Start of Supplied passage
Concern regarding radon levels in houses has received renewed interest in the media lately because people are working from home and attending school virtually. This presents a perfect opportunity for you to offer value-added information on this important topic to your buyers.
Radon is an invisible and odourless radioactive gas that’s released from the ground by radium (which comes from uranium). The second leading cause of lung cancer in Canada, radon kills more than 3,000 people annually, according to the Government of Canada.
Perhaps what makes radon exposure extra frightening is that build-up can occur in any home, regardless of age or how well it’s maintained – although higher levels are typically found in areas that have a higher concentration of uranium naturally occurring in the soil. Virtually every home in Canada has some radon, but the levels vary from house to house, even if they’re situated next door to one another.
How does radon enter a home?
Radon can build up over time to the point when it becomes a serious problem. A home’s radon levels depend on three main factors: 1) The amount of uranium in the ground; 2) The number of entry points into the home; and 3) How well the home is ventilated.
Possible points of entry for radon include:
- Construction joints
- Cracks in foundation walls and floor slabs
- Dirt floors
- Floor drains
- Window casements
- Gaps around service pipes
- Sumps or cavities inside walls
- Support posts
It’s impossible to know the levels of radon in any home unless testing is performed. Since you can’t see or smell it, you can be exposed without even knowing. Radon can build up over time to the point where it becomes a serious problem.
A study by the University of Calgary found one in five Canadian homes have radon levels above the Health Canada acceptable limit of 200 becquerels per metre cubed (Bq/m³). Levels are on the rise across the country, but particularly in Southern Ontario due to a broad range of reasons, including weather changes, atmospheric pressures and construction.
End of Supplied passage
Start of Supplied records
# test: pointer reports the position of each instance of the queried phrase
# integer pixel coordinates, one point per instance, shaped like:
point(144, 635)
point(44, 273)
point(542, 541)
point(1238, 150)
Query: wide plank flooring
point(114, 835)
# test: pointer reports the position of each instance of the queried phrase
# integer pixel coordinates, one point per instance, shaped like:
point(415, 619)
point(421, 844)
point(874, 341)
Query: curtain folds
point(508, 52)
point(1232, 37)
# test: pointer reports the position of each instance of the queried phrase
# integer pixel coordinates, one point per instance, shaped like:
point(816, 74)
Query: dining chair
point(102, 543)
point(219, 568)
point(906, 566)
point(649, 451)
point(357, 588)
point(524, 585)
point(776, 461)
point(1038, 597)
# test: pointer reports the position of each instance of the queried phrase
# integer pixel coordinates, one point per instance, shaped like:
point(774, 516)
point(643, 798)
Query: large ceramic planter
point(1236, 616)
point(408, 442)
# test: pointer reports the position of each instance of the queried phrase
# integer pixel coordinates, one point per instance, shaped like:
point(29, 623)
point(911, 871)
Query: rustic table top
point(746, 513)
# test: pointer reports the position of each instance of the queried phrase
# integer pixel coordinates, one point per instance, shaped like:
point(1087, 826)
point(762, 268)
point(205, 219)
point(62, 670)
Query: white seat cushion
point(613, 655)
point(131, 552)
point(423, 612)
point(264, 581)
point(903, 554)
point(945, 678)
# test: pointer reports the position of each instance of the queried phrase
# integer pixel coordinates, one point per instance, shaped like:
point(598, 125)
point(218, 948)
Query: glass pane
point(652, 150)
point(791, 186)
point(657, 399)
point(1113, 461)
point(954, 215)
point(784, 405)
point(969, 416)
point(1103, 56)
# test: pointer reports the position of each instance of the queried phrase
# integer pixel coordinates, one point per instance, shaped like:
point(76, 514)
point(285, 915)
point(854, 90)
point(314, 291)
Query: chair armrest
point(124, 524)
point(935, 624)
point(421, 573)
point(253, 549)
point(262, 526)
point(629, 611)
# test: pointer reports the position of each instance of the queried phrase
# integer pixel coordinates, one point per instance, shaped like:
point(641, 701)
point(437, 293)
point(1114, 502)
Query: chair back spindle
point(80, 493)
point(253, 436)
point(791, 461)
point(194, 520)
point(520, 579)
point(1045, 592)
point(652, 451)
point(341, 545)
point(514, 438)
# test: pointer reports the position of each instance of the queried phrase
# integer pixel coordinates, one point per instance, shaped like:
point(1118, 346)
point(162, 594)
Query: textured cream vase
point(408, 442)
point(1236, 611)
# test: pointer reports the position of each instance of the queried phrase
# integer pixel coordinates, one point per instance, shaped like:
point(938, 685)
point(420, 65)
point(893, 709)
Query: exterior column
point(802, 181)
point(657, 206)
End of Supplied records
*Parts of the exercise*:
• a. Condense the paragraph of the radon passage that begins "Perhaps what makes radon exposure extra frightening" into two shorter sentences that keep its main facts.
• b. In the radon passage, reproduce the part starting at "Perhaps what makes" and ending at "to one another.", changing "house to house" to "home to home".

*Your responses*:
• a. Radon can build up in any home regardless of its age or upkeep, although levels are usually higher in areas where the soil naturally contains more uranium. Almost every home in Canada has some radon, but levels vary from one house to another, even between homes located next door to each other.

• b.
Perhaps what makes radon exposure extra frightening is that build-up can occur in any home, regardless of age or how well it’s maintained – although higher levels are typically found in areas that have a higher concentration of uranium naturally occurring in the soil. Virtually every home in Canada has some radon, but the levels vary from home to home, even if they’re situated next door to one another.